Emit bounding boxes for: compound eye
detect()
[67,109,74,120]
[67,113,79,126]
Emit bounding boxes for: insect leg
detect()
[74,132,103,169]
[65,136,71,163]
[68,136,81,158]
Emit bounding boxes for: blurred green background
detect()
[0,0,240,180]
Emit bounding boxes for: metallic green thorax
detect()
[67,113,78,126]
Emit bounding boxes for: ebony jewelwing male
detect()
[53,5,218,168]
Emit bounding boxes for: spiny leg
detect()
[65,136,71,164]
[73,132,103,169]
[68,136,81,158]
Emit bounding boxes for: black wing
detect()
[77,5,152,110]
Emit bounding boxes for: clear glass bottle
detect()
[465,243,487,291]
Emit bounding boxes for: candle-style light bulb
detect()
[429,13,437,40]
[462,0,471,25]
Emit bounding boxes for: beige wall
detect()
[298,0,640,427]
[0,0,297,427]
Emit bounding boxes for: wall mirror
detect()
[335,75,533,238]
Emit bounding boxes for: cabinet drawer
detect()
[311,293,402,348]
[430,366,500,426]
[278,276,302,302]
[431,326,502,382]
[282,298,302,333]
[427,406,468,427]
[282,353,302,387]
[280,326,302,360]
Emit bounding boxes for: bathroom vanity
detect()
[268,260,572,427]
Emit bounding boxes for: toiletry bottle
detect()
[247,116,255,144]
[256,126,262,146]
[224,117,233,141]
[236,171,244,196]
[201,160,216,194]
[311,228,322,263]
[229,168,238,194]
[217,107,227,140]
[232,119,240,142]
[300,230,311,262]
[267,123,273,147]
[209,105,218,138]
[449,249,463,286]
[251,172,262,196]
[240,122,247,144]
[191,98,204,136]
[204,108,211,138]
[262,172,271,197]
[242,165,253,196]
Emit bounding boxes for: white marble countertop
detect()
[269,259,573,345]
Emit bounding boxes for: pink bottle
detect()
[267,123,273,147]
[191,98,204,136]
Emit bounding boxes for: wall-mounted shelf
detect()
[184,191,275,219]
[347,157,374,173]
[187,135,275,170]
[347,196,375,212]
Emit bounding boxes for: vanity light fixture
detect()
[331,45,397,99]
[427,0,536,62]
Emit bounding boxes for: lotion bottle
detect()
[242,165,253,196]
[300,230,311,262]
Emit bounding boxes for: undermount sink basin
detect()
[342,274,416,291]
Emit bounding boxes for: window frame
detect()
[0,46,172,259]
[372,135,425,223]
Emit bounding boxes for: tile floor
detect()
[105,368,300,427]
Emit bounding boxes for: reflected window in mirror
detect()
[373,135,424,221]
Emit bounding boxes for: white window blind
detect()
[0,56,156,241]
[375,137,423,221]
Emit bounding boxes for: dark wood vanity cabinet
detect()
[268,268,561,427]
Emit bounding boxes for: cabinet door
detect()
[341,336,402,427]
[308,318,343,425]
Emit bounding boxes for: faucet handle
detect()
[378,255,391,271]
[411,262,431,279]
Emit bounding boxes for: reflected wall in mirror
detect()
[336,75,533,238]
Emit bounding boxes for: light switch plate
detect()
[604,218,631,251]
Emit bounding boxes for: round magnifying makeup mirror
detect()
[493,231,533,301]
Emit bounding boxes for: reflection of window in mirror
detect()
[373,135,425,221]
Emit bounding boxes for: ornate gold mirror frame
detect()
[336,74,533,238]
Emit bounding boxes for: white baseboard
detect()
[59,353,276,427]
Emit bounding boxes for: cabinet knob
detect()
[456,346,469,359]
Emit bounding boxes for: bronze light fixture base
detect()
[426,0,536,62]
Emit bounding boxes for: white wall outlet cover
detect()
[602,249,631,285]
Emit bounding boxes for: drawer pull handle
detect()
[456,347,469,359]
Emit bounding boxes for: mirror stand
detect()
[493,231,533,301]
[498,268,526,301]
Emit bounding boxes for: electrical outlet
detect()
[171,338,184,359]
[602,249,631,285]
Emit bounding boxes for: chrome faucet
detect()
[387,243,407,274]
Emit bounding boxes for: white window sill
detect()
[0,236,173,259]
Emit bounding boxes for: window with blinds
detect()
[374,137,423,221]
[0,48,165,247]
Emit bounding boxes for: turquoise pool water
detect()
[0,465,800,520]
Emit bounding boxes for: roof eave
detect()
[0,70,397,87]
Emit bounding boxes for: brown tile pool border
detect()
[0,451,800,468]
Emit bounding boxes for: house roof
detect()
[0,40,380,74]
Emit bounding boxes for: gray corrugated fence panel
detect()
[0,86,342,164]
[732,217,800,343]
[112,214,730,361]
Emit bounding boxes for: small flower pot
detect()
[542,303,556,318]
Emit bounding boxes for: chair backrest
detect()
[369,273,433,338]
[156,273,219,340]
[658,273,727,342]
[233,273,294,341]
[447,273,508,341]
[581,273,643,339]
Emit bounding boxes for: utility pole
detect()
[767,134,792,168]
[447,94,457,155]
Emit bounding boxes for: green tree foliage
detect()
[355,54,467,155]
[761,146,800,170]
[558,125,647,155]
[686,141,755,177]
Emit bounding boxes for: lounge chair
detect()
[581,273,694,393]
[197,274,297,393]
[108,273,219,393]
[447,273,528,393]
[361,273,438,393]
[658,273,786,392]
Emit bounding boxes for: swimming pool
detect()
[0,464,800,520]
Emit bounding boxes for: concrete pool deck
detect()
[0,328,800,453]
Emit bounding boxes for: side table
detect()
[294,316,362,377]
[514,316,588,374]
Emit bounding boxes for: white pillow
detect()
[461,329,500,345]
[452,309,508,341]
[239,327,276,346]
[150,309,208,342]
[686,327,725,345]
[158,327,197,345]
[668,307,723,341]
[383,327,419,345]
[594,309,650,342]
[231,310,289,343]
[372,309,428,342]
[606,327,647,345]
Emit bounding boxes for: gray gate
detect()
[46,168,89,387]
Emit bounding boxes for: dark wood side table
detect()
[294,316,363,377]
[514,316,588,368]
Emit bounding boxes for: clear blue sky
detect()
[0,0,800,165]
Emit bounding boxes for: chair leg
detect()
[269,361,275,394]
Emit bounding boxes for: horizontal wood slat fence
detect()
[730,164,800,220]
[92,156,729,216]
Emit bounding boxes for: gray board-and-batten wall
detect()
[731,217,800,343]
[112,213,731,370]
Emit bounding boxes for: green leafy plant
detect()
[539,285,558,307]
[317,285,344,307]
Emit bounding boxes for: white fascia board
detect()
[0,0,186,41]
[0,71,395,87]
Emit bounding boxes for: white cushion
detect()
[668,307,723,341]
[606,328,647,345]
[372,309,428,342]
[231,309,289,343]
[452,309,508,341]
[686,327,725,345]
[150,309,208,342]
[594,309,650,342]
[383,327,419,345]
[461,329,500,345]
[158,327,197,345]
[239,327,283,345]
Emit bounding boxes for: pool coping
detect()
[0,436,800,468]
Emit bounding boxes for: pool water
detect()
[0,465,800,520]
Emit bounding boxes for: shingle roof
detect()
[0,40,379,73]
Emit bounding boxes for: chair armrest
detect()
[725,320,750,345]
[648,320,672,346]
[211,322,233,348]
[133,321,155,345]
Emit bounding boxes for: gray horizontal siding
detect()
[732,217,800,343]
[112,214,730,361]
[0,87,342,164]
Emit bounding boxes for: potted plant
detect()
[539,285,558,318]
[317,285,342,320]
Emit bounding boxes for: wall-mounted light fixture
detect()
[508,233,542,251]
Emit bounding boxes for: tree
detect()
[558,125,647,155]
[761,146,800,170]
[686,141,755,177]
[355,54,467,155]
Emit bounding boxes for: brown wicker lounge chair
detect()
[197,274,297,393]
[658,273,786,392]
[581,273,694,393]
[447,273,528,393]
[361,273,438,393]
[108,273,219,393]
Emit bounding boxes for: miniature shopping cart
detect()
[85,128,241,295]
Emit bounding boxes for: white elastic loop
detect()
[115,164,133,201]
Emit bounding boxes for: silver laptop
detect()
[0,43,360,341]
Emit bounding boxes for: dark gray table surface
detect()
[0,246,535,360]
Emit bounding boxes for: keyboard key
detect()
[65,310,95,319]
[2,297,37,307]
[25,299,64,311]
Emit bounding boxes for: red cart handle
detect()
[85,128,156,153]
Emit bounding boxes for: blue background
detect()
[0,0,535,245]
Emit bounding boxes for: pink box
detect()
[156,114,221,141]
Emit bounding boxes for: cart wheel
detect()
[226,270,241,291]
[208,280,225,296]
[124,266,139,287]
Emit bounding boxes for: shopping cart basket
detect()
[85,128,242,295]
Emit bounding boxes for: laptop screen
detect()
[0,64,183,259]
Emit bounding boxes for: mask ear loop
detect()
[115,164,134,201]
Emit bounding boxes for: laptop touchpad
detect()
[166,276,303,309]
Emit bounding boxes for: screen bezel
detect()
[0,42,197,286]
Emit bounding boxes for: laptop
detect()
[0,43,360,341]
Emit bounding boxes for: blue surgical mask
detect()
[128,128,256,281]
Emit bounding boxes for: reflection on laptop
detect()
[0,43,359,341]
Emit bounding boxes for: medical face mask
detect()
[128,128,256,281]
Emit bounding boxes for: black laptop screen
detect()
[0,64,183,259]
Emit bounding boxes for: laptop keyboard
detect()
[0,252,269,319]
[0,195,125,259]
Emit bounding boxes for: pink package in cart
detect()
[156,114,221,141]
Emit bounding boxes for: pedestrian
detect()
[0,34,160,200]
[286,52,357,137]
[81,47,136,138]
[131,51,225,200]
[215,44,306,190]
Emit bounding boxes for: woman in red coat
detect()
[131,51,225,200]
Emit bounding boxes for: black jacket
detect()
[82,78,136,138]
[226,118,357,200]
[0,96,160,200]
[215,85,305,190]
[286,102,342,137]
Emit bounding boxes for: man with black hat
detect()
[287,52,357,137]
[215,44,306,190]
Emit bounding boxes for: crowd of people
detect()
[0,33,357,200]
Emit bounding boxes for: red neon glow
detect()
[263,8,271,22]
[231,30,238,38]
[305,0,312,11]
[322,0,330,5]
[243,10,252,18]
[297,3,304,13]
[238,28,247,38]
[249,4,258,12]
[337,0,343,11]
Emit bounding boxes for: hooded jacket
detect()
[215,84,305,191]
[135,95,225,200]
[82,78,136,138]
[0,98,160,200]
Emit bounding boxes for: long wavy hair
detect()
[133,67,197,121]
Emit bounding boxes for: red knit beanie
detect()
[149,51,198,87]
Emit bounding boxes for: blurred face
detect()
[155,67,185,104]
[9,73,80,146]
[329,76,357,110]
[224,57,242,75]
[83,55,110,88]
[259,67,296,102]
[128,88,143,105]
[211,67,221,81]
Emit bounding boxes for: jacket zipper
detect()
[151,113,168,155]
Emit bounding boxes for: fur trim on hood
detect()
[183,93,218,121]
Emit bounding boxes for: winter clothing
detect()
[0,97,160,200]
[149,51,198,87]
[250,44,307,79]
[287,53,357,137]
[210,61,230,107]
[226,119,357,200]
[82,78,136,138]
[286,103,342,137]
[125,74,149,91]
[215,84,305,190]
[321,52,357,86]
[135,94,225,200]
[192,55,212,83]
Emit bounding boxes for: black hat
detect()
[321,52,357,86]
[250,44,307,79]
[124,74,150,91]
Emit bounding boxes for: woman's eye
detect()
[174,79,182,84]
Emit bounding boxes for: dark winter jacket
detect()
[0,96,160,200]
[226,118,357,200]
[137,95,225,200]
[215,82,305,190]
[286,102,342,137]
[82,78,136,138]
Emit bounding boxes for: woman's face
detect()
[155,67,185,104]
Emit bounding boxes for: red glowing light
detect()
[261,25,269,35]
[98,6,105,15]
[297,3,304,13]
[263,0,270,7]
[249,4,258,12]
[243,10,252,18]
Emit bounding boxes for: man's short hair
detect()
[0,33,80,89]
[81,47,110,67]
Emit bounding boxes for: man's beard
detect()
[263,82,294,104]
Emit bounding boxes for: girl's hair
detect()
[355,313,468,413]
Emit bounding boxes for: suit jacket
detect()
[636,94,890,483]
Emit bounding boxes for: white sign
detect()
________________________
TASK REQUIREMENTS
Please print the stretch of the records from the line containing "Emit bounding boxes for: round" through the line containing "[0,328,800,453]", copying every line unchanged.

EXERCISE RESPONSE
Emit bounding boxes for: round magnifying makeup mirror
detect()
[493,231,533,301]
Emit bounding boxes for: reflection of window in mirror
detect()
[373,135,425,221]
Emit bounding boxes for: ornate gold mirror frame
detect()
[336,74,533,238]
Emit bounding boxes for: white baseboard
detect()
[59,353,276,427]
Emit bounding boxes for: cabinet knob
detect()
[456,346,469,359]
Emit bounding boxes for: bronze light fixture base
detect()
[426,0,536,62]
Emit bounding boxes for: white wall outlet cover
detect()
[602,249,631,285]
Emit bounding boxes for: drawer pull handle
detect()
[456,347,469,359]
Emit bounding boxes for: mirror stand
detect()
[493,231,533,301]
[498,268,526,301]
Emit bounding boxes for: electrical outlet
detect()
[171,338,184,359]
[602,249,631,285]
Emit bounding boxes for: chrome faucet
detect()
[387,243,407,274]
Emit bounding boxes for: white window sill
detect()
[0,236,173,259]
Emit bounding boxes for: window with blinds
detect()
[374,137,423,221]
[0,48,165,247]
Emit bounding boxes for: turquoise pool water
detect()
[0,465,800,520]
Emit bounding boxes for: roof eave
detect()
[0,70,397,87]
Emit bounding boxes for: brown tile pool border
detect()
[0,451,800,468]
Emit bounding boxes for: house roof
detect()
[0,40,380,74]
Emit bounding boxes for: gray corrugated fence panel
detect()
[0,86,342,164]
[732,217,800,343]
[112,214,730,361]
Emit bounding boxes for: small flower pot
detect()
[542,303,556,318]
Emit bounding boxes for: chair backrest
detect()
[369,273,433,338]
[156,273,219,340]
[658,273,727,342]
[233,273,294,341]
[447,273,508,341]
[581,273,643,339]
Emit bounding boxes for: utility pole
detect()
[767,134,792,168]
[447,94,457,155]
Emit bounding boxes for: green tree foliage
detect()
[355,54,467,155]
[761,146,800,170]
[558,125,647,155]
[686,141,755,177]
Emit bounding boxes for: lounge chair
detect()
[581,273,694,393]
[197,274,297,393]
[108,273,219,393]
[447,273,528,393]
[361,273,438,393]
[658,273,786,392]
Emit bounding boxes for: swimming pool
detect()
[0,464,800,520]
Emit bounding boxes for: concrete pool deck
detect()
[0,328,800,453]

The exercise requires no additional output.